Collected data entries
= = = = =
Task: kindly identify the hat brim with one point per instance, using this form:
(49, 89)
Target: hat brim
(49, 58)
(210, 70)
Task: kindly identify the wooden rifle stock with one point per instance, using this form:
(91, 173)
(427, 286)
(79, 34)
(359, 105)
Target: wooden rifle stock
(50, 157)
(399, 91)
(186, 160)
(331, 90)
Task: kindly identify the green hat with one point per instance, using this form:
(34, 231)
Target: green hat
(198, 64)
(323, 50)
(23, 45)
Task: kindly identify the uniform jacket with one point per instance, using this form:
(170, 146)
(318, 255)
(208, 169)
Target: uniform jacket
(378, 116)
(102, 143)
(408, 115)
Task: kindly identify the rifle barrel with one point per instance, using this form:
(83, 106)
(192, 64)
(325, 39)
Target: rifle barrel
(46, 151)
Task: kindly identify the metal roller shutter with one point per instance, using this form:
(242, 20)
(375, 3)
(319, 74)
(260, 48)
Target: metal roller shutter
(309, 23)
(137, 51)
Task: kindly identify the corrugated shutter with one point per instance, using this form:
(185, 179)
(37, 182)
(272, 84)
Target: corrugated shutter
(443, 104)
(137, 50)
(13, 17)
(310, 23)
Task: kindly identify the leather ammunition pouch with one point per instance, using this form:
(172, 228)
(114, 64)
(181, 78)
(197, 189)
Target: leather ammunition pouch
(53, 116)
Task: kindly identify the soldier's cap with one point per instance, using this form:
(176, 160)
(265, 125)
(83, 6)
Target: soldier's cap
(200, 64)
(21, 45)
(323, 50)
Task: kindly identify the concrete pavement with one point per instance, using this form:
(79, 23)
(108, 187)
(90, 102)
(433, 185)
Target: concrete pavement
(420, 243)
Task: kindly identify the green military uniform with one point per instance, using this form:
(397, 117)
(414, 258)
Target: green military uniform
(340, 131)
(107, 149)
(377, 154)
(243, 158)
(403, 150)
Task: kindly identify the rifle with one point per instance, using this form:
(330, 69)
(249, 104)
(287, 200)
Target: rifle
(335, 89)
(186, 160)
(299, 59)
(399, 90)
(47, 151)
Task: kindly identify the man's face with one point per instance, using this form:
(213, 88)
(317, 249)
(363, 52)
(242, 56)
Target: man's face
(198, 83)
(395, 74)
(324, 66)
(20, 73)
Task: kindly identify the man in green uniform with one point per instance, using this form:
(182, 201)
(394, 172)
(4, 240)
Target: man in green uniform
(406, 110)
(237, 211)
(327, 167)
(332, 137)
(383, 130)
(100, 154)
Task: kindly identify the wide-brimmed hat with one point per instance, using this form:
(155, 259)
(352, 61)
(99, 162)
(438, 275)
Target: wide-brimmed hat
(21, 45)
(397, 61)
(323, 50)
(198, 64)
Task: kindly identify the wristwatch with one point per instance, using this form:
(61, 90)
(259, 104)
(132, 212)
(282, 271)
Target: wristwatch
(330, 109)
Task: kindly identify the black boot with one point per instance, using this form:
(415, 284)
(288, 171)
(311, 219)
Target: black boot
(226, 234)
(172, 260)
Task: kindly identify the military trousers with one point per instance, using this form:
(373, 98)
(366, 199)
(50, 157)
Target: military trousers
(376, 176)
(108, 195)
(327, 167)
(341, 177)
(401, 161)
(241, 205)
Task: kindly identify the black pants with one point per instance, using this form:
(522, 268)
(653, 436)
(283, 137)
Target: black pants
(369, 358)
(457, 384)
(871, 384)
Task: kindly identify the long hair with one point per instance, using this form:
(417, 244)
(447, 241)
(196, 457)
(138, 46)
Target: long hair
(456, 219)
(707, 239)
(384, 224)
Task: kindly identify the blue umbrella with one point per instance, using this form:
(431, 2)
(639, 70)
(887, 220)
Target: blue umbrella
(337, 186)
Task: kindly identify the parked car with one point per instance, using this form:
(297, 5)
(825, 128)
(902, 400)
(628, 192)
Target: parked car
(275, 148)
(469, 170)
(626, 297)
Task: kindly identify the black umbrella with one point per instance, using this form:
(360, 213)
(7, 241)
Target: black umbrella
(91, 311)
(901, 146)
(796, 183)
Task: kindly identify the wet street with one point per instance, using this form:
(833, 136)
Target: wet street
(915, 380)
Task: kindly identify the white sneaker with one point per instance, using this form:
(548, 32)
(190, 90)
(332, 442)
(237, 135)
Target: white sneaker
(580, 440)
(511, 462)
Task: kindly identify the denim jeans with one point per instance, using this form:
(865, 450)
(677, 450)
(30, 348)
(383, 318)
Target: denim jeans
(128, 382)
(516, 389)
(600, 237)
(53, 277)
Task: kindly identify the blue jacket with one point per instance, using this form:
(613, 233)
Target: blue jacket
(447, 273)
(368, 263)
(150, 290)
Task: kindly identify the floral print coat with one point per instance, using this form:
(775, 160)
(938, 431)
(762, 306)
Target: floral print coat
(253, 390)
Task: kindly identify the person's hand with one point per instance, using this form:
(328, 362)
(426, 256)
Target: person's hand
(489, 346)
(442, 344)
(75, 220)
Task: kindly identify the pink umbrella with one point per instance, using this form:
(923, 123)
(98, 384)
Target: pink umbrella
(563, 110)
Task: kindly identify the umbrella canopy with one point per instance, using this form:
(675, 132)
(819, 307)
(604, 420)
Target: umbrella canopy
= = = = =
§ Prompt
Switch "kindly identify" to "please mark" everywhere it appears in the rows above, and write all the rows out again with nothing else changed.

§ Correct result
Task: please mark the hat brim with one point per instance, using this form:
(49, 89)
Target: hat brim
(49, 58)
(210, 70)
Task: please mark the wooden rifle stock with one point per instance, using this form:
(91, 173)
(427, 286)
(79, 34)
(359, 105)
Target: wooden rifle stock
(50, 157)
(399, 91)
(186, 160)
(331, 90)
Task: please mark the green hat with one point per instance, using this form:
(34, 231)
Target: green hat
(198, 64)
(323, 50)
(23, 45)
Task: please mark the uniform jacket with one point per instance, using this form:
(170, 146)
(318, 255)
(208, 169)
Target: uniform jacket
(378, 116)
(102, 143)
(408, 115)
Task: please mark the rifle barrel with one point per instance, using this form:
(83, 106)
(192, 64)
(325, 39)
Target: rifle barrel
(46, 151)
Task: please mark the metal roller shutter with one point per instance, using this form:
(242, 20)
(375, 3)
(319, 74)
(260, 48)
Target: metal roller shutter
(309, 23)
(137, 51)
Task: please mark the corrugated shutter with one point per instance, using this form:
(185, 179)
(37, 182)
(272, 84)
Target: corrugated shutter
(443, 104)
(137, 50)
(13, 17)
(310, 23)
Task: please mark the leather ammunition pouch with one point per instance, using this form:
(172, 228)
(114, 64)
(181, 78)
(197, 189)
Target: leather ammunition pouch
(53, 116)
Task: please mark the soldier's cap with one point per instance, using this form:
(176, 160)
(265, 125)
(83, 6)
Target: soldier's cap
(200, 64)
(21, 45)
(323, 50)
Task: please mark the concrete pavement with one point per instance, using this form:
(79, 23)
(108, 187)
(90, 102)
(433, 185)
Target: concrete pavement
(420, 243)
Task: please mark the green military uniform with one point per instance, using this form:
(397, 117)
(414, 258)
Target: green military uniform
(340, 131)
(107, 149)
(377, 154)
(243, 158)
(403, 150)
Task: please mark the rifle with one point per instance, using this form:
(330, 69)
(249, 104)
(287, 200)
Target: rifle
(335, 89)
(186, 160)
(299, 59)
(399, 90)
(47, 151)
Task: please mark the man's face with one point per instance, using this form:
(213, 88)
(317, 249)
(363, 52)
(242, 56)
Target: man's face
(198, 83)
(395, 74)
(324, 66)
(20, 73)
Task: please mark the man in green uniform with one point per instance, using this form:
(182, 201)
(394, 172)
(4, 240)
Target: man in green uniform
(406, 110)
(237, 211)
(327, 167)
(332, 137)
(383, 130)
(100, 154)
Task: please mark the wide-brimmed hat with one point per instance, using this form:
(155, 259)
(352, 61)
(99, 162)
(438, 275)
Target: wide-brimmed hat
(21, 45)
(397, 61)
(323, 50)
(198, 64)
Task: please mark the wristwatch with one point per instance, using this form:
(61, 90)
(259, 104)
(132, 212)
(282, 271)
Target: wristwatch
(330, 109)
Task: please mark the black boot with one point per instance, using this form:
(415, 284)
(288, 171)
(311, 219)
Target: black boot
(226, 234)
(172, 260)
Task: please mark the military trousers with one point per instance, using this form:
(373, 98)
(366, 199)
(50, 157)
Target: military trousers
(376, 176)
(108, 195)
(327, 167)
(341, 177)
(401, 161)
(241, 205)
Task: please mark the black pants with one point per instance, using this form:
(522, 268)
(653, 436)
(283, 137)
Target: black pants
(369, 358)
(457, 384)
(871, 384)
Task: please mark the long hair with one point per instance, using this form:
(417, 244)
(447, 241)
(196, 457)
(138, 46)
Target: long hair
(456, 219)
(707, 239)
(384, 224)
Task: please mark the blue umbrella with one point per instance, using this form:
(431, 2)
(639, 70)
(887, 220)
Target: blue umbrella
(337, 186)
Task: please mark the parked car with one point per instance, using this form:
(297, 5)
(825, 128)
(902, 400)
(628, 192)
Target: parked car
(275, 148)
(469, 170)
(626, 297)
Task: please mark the black umbrella with one point per instance, using this form:
(360, 213)
(7, 241)
Target: black umbrella
(91, 311)
(901, 146)
(796, 183)
Task: please mark the wet street with one point per instance, using this form:
(833, 136)
Target: wet street
(915, 380)
Task: please mark the white sneaker with one point per instance, using this form:
(548, 32)
(190, 90)
(332, 442)
(237, 135)
Target: white sneaker
(580, 440)
(511, 462)
Task: please mark the denim jeans with one point per instance, using this form:
(865, 450)
(677, 450)
(30, 348)
(383, 318)
Target: denim jeans
(128, 382)
(516, 389)
(600, 237)
(53, 277)
Task: please mark the blue jacket with one point per instance, using this form:
(613, 233)
Target: blue jacket
(447, 273)
(368, 263)
(150, 290)
Task: please mark the floral print coat with one point per instance, using this form:
(775, 160)
(938, 431)
(762, 306)
Target: floral print coat
(253, 390)
Task: please mark the person's hand with one point per instance, using this form:
(328, 362)
(426, 256)
Target: person's hand
(489, 346)
(442, 344)
(75, 220)
Task: please mark the pink umbrella with one point per instance, using this form:
(923, 123)
(98, 384)
Target: pink umbrella
(563, 110)
Task: please mark the umbrella canopy with one point per instance, using this form:
(675, 132)
(819, 307)
(604, 420)
Target: umbrella canopy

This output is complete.